However, Djibouti has gone on the record to say that the sanctions should remain in place until the contentious border dispute between the two countries is amicably resolved.

Last month, the Djiboutian Ambassador to the UN, Siad Doualeh, wrote an open letter to the UN Security Council calling on the world body to mediate in their border dispute with Eritrea. In the letter, Doualeh asked for the U.N. to bring the two sides together “with the aim of facilitating an agreement between them upon a mutually acceptable means of peaceful dispute settlement,” emphasizing that they wanted a “judicial settlement or arbitration” that would be legally binding.

Doualeh reminded the Security Council that one of the reasons sanctions were placed on Eritrea in 2009 was “because of its aggression against Djibouti and its refusal to withdraw its troops from the disputed area, and its rejection of all efforts aimed at mediating between the two parties.”

════

• **Exercise requirements**:
In the passage on the Djibouti–Eritrea border dispute, who wrote the open letter asking the UN Security Council to mediate?

(Position annotation records)
════

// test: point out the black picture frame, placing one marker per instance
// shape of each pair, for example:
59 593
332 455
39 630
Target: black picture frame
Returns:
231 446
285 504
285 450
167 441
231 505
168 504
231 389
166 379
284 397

════

• **Solution**:
Siad Doualeh, the Djiboutian Ambassador to the UN.